Exercise materials —
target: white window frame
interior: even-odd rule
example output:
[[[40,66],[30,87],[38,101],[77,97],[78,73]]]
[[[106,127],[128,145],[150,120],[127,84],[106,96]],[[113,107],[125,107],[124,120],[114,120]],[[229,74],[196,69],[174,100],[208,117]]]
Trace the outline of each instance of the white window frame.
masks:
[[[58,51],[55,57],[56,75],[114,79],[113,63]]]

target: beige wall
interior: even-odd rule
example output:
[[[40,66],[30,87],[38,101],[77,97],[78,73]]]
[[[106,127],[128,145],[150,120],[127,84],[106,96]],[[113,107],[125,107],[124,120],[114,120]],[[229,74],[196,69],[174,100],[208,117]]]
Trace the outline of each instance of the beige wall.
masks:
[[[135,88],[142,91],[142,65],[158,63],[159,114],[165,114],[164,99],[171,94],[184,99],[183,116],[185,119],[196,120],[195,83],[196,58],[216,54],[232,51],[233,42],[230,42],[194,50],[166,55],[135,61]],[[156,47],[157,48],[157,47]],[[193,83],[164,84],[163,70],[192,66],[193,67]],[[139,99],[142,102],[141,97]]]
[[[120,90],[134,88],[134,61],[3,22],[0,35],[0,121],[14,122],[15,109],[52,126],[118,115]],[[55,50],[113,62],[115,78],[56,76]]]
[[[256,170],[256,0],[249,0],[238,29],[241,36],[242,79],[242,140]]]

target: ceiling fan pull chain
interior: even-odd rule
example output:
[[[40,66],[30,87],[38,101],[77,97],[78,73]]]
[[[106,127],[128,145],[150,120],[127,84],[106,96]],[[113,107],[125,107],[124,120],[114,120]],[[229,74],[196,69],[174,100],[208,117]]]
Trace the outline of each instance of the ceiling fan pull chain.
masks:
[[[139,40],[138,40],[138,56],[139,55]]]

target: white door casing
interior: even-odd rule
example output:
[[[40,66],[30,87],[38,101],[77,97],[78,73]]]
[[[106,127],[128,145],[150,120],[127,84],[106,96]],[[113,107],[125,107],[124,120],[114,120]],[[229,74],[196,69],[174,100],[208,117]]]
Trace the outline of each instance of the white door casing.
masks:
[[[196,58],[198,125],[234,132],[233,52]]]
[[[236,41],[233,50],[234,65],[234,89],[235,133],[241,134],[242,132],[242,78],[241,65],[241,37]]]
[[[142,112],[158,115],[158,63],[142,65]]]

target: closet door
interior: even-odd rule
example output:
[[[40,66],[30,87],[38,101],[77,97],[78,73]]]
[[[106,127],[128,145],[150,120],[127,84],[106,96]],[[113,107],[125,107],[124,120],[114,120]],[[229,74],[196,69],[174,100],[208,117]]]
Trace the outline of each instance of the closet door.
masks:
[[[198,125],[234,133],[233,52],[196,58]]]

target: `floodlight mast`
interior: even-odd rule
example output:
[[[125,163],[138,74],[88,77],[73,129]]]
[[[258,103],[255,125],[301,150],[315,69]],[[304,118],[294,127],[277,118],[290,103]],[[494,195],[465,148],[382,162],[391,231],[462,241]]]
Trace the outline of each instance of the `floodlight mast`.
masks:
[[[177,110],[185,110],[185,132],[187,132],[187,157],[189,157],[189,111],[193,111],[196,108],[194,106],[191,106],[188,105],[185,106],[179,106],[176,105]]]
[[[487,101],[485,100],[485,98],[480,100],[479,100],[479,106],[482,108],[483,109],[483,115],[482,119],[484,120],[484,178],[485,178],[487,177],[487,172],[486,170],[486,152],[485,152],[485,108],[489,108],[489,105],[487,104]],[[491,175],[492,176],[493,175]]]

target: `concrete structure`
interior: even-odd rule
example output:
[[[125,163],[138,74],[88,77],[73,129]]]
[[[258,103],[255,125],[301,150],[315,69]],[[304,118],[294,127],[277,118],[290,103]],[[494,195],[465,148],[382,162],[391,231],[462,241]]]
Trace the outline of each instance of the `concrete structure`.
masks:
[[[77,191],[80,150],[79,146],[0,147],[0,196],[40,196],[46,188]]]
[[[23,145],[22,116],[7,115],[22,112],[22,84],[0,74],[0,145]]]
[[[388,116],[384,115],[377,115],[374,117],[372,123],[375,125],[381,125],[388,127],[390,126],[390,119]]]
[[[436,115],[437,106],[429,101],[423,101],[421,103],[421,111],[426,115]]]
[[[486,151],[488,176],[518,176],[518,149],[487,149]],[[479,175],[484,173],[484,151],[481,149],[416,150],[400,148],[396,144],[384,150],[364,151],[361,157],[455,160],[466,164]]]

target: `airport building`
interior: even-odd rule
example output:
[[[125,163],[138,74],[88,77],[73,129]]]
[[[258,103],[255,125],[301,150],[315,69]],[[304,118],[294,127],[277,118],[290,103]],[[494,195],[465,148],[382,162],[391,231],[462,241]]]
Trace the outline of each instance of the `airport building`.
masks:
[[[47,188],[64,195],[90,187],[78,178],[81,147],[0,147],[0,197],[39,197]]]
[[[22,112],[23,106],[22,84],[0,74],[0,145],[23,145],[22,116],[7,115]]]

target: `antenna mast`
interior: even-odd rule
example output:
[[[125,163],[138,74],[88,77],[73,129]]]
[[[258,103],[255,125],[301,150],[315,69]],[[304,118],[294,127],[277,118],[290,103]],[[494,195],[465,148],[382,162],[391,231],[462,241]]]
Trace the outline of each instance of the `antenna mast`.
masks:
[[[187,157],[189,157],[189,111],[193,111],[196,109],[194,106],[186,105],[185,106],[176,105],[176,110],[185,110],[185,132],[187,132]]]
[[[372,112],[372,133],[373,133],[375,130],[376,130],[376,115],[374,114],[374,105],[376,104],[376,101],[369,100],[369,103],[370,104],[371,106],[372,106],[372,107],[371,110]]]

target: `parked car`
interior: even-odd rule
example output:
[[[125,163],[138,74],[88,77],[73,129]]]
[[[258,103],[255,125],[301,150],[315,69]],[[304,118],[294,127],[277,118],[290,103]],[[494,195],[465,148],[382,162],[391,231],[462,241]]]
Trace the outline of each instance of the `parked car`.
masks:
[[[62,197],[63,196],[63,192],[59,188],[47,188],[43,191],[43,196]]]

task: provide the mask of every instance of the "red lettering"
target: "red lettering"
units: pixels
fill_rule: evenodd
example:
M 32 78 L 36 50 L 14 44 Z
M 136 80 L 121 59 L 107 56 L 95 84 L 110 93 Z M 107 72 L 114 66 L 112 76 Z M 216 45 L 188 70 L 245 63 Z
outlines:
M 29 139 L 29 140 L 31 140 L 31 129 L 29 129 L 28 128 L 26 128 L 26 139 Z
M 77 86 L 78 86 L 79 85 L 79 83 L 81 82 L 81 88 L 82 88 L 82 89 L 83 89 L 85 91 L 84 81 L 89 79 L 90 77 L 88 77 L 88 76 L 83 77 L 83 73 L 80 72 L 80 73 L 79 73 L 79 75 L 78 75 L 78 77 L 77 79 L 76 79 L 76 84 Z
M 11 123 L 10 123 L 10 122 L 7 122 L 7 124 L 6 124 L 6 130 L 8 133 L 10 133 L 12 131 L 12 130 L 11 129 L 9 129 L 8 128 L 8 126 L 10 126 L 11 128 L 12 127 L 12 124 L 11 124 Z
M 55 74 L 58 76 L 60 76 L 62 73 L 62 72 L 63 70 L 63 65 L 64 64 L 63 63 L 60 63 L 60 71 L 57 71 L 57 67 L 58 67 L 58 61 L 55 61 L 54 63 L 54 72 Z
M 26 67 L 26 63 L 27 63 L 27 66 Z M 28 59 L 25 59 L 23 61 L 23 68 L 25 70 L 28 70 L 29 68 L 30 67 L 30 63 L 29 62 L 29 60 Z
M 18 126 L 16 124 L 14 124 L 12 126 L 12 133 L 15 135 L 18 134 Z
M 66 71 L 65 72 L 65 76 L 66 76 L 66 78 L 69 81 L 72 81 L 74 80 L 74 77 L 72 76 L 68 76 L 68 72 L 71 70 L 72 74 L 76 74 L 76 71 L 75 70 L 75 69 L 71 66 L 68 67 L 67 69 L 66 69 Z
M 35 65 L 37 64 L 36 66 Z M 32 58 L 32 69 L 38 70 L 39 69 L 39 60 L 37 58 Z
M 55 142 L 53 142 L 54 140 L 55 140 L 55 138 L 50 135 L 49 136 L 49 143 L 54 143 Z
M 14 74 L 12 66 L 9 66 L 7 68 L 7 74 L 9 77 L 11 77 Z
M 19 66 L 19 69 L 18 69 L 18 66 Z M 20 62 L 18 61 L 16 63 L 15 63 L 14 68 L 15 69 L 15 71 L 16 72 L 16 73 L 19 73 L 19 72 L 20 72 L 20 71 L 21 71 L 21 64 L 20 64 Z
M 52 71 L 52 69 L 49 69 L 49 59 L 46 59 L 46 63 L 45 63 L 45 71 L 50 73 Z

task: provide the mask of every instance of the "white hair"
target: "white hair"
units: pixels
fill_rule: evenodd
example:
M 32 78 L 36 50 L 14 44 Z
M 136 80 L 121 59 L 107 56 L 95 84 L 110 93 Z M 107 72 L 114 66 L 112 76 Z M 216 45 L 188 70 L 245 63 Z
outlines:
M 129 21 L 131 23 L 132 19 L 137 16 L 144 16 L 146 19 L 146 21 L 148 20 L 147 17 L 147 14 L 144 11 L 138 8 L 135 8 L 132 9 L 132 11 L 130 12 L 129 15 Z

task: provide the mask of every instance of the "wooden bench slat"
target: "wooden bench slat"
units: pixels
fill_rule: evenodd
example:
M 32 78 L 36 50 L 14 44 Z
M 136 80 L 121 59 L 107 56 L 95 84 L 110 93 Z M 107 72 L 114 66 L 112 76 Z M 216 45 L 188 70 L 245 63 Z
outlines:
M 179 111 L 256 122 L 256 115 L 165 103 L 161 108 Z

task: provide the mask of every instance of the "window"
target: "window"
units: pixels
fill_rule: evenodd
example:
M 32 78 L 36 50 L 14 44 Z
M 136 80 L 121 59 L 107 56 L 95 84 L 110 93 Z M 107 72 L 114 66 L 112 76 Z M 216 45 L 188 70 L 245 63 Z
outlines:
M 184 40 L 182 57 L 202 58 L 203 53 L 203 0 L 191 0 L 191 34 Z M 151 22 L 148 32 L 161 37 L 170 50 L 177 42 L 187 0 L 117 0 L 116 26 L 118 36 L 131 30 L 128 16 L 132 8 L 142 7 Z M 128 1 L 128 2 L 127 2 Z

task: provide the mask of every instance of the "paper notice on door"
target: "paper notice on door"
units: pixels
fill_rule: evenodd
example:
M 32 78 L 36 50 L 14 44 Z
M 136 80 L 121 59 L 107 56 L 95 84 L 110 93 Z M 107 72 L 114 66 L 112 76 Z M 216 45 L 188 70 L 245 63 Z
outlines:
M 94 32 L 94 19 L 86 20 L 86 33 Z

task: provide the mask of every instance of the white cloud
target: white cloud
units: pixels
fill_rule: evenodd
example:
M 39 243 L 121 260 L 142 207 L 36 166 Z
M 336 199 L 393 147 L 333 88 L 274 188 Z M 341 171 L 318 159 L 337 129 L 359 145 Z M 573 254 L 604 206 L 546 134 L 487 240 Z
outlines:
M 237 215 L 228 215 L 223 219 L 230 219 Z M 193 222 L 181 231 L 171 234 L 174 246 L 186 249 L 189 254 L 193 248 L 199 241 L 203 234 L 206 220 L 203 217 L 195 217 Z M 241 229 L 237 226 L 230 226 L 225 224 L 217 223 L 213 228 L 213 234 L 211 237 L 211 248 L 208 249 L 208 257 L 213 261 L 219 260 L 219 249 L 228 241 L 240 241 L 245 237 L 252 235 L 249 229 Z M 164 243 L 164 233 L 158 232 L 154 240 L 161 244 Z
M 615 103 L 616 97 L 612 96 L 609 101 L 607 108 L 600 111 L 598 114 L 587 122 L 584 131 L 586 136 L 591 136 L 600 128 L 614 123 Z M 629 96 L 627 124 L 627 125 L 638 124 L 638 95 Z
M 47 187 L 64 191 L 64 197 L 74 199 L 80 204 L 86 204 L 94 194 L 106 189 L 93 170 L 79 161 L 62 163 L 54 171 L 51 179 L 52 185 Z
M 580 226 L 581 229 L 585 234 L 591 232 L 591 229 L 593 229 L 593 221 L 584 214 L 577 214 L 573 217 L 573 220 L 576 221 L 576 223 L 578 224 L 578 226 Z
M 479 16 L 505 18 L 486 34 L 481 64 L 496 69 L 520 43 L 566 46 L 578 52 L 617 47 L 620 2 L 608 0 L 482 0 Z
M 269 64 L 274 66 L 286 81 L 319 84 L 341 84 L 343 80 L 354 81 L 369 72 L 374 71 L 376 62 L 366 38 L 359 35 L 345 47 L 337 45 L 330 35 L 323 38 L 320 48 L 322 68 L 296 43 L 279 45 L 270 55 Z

Given problem — Please copy everything from the start of the records down to the line containing "[[[58,51],[55,57],[56,75],[114,79],[113,63]]]", both ends included, offsetting every polygon coordinate in the answers by 110. Keep all other text unchanged.

Problem solution —
target: white window frame
interior: even-odd rule
example output:
[[[40,66],[30,87],[38,101],[77,97],[78,73]]]
[[[106,127],[128,145],[150,120],[127,84],[106,96]],[[113,107],[125,107],[124,120],[114,120]],[[229,74],[196,69],[174,100],[208,117]]]
Trace the outline of each instance of the white window frame.
masks:
[[[168,161],[165,167],[166,185],[224,189],[223,173]]]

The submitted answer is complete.